DATASET CONTENT:
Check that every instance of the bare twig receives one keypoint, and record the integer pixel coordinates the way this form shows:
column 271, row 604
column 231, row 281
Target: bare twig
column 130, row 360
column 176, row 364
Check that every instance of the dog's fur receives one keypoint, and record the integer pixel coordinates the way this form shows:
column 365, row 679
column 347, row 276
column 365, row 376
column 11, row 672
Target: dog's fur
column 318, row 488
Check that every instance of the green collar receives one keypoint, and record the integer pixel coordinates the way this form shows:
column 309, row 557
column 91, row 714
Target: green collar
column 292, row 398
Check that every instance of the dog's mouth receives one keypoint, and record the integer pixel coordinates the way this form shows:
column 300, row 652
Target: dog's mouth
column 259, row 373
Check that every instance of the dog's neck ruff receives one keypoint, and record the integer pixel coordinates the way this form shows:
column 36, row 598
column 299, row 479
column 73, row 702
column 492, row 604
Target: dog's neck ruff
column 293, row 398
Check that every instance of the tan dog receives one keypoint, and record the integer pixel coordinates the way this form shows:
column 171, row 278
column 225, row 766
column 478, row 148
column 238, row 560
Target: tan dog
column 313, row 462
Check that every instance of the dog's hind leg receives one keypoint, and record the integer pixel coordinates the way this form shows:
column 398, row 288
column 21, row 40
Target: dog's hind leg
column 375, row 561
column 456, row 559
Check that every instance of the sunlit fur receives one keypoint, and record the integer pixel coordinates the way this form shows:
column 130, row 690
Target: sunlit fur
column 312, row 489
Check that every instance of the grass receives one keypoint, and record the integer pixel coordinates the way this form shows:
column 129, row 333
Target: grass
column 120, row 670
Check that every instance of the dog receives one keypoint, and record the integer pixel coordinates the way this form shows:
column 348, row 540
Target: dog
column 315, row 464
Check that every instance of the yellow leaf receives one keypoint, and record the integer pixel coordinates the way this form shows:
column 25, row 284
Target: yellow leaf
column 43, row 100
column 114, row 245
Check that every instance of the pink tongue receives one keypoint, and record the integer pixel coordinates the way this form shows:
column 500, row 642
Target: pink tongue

SHORT PROBLEM: Copy every line of the entries, starting with the very first one and going on through the line containing "column 120, row 670", with both ends included and nothing altered.

RESULT BELOW:
Check that every instance of the bare twig receives one keypoint, and record the integer pixel coordinates the way this form shows:
column 271, row 604
column 231, row 281
Target: bare twig
column 130, row 360
column 176, row 364
Check that every instance of the dog's fur receives one keypoint, and record the integer pixel coordinates the way this form shows:
column 365, row 679
column 347, row 276
column 365, row 376
column 11, row 672
Target: dog's fur
column 318, row 488
Check that every instance of the green collar receives one keypoint, and record the integer pixel coordinates the way this form shows:
column 309, row 557
column 91, row 714
Target: green collar
column 292, row 398
Check that every instance of the dog's mouth receives one keypoint, and record the integer pixel coordinates the way this form shows:
column 300, row 652
Target: dog's mouth
column 259, row 373
Check that every instance of the dog's neck ruff receives one keypoint, and record the integer pixel coordinates the way this form shows:
column 36, row 598
column 299, row 479
column 73, row 702
column 492, row 604
Target: dog's neck ruff
column 293, row 398
Check that every instance of the tan dog receives one keypoint, and record the integer pixel coordinates the way this form shows:
column 171, row 278
column 225, row 766
column 478, row 148
column 238, row 560
Target: tan dog
column 313, row 462
Check that every instance of the dog's hind leg receives one keypoint, and record the integer pixel coordinates the way this form shows:
column 398, row 288
column 21, row 40
Target: dog's hind leg
column 375, row 561
column 456, row 559
Check that every instance of the sunlit fur receives one keypoint, and record the integer pixel coordinates the way this form shows:
column 130, row 690
Target: sunlit fur
column 312, row 489
Check that every instance of the grass receives one keypoint, and record the integer pixel coordinates the way this form shows:
column 129, row 333
Target: grass
column 120, row 670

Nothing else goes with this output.